PROBLEMS AND TASKS:
1: Copy the earnings call excerpt below word for word, from start to finish.
2: Turn everything in the listing from the line containing "Above you see an image. Please scan it for shrub" down to the line containing "[57,12,175,102]", both included, into a numbered list with no blank lines. Include only those lines.

DOCUMENT EXTRACT:
>> BEGIN
From analog.com, select Investor Relations and follow the instructions shown next to the microphone icon.
A recording of this conference call will be available today within about two hours of this call's completion, and will remain available via telephone playback for one week.
This webcast will also be archived at our IR website.
Participating in today's call are Jerry Fishman, President and CEO, and Dave Zinsner, Vice President of Finance and CFO.
During the first part of the call Jerry and Dave will present our fourth-quarter and year-end results as well as our short-term outlook, and then we'll open it up for questions during the last part of the call.
During today's call we will refer to several non-GAAP financial measures that have been adjusted for one-time items in order to provide investors with useful information regarding our results of operations and business trends.
We have included reconciliation of these non-GAAP measures to the most directly comparable GAAP measures in today's earnings release, which is posted on the IR website.
We have also updated the schedules on our IR website, which includes the historical quarterly and annual summary P&L for continuing operations, as well as historical quarterly and annual information for product revenue from continuing operations by end markets and by product types.
Next, I would ask you to please note that the information we are about to discuss includes forward-looking statements, which include risks and uncertainties.
The Company's actual results could differ materially from those we will be discussing.
Factors that can contribute to such differences include, but are not limited to, those described in the Company's SEC filings, including our most recent quarterly report on Form 10-Q.
The forward looking information that is provided by the Company in this call represents the Company's outlook as of today, and we do not undertake any obligation to update the forward-looking statements made by us.
Subsequent events and developments may cause the Company's outlook to change, therefore, this conference call will include time sensitive information that may be accurate only as of the date of the live broadcast, which is November 23, 2009.
With that, I will turn it over to our CEO, Jerry Fishman.
Jerry Fishman - President, CEO
Thanks, Mindy, and thanks to everybody for joining us on today's call.
>> END
DATASET RECORDS:
>> BEGIN
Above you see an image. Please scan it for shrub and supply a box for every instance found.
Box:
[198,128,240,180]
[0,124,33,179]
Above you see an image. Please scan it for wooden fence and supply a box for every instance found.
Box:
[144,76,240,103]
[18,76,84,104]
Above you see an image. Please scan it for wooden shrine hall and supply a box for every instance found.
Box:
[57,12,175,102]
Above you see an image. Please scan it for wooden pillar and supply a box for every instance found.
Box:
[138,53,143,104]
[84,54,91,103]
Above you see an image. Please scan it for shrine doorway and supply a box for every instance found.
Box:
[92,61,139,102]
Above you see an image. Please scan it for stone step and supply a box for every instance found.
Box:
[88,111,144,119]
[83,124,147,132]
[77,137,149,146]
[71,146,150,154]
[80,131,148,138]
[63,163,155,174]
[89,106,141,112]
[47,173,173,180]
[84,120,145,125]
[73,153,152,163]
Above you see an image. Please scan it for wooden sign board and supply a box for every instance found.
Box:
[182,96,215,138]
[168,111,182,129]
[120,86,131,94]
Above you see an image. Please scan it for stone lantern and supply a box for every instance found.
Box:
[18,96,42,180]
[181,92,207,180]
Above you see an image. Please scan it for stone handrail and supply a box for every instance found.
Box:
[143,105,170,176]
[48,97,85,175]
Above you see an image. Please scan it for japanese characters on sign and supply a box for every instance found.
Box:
>> END
>> BEGIN
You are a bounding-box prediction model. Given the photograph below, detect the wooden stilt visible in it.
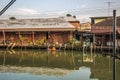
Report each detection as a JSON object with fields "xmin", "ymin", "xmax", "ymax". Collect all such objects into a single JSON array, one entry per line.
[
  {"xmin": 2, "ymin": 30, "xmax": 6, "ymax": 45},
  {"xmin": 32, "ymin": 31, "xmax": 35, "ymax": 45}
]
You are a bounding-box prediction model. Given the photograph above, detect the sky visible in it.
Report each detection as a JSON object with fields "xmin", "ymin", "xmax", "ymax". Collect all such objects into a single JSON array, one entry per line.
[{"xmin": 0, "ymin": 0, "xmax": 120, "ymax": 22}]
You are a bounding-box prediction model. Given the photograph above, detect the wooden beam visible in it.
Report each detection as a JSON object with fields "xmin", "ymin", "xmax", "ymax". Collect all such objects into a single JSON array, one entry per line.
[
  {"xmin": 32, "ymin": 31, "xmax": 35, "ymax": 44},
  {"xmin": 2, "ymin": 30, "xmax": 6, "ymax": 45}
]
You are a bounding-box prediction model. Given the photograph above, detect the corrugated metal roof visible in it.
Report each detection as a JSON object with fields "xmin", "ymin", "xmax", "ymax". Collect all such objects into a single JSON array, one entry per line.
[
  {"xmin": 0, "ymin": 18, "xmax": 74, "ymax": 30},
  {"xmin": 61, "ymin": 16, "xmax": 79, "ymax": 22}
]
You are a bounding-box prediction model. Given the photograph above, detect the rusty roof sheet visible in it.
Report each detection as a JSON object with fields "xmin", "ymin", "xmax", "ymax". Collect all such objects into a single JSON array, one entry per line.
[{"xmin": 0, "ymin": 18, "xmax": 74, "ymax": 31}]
>> END
>> BEGIN
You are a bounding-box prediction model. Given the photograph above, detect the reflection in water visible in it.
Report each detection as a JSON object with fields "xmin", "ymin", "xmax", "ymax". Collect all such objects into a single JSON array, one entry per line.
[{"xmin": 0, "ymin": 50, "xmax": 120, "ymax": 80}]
>> END
EXPECTED RESULTS:
1:
From analog.com, select Investor Relations and follow the instructions shown next to the microphone icon.
A recording of this conference call will be available today within about two hours of this call's completion, and will remain available via telephone playback for one week.
This webcast will also be archived at our IR website.
Participating in today's call are Jerry Fishman, President and CEO, and Dave Zinsner, Vice President of Finance and CFO.
During the first part of the call Jerry and Dave will present our fourth-quarter and year-end results as well as our short-term outlook, and then we'll open it up for questions during the last part of the call.
During today's call we will refer to several non-GAAP financial measures that have been adjusted for one-time items in order to provide investors with useful information regarding our results of operations and business trends.
We have included reconciliation of these non-GAAP measures to the most directly comparable GAAP measures in today's earnings release, which is posted on the IR website.
We have also updated the schedules on our IR website, which includes the historical quarterly and annual summary P&L for continuing operations, as well as historical quarterly and annual information for product revenue from continuing operations by end markets and by product types.
Next, I would ask you to please note that the information we are about to discuss includes forward-looking statements, which include risks and uncertainties.
The Company's actual results could differ materially from those we will be discussing.
Factors that can contribute to such differences include, but are not limited to, those described in the Company's SEC filings, including our most recent quarterly report on Form 10-Q.
The forward looking information that is provided by the Company in this call represents the Company's outlook as of today, and we do not undertake any obligation to update the forward-looking statements made by us.
Subsequent events and developments may cause the Company's outlook to change, therefore, this conference call will include time sensitive information that may be accurate only as of the date of the live broadcast, which is November 23, 2009.
With that, I will turn it over to our CEO, Jerry Fishman.
Jerry Fishman - President, CEO
Thanks, Mindy, and thanks to everybody for joining us on today's call.

2:
1. Above you see an image. Please scan it for shrub and supply a box for every instance found.
2. Box:
3. [198,128,240,180]
4. [0,124,33,179]
5. Above you see an image. Please scan it for wooden fence and supply a box for every instance found.
6. Box:
7. [144,76,240,103]
8. [18,76,84,104]
9. Above you see an image. Please scan it for wooden shrine hall and supply a box for every instance found.
10. Box:
11. [57,12,175,102]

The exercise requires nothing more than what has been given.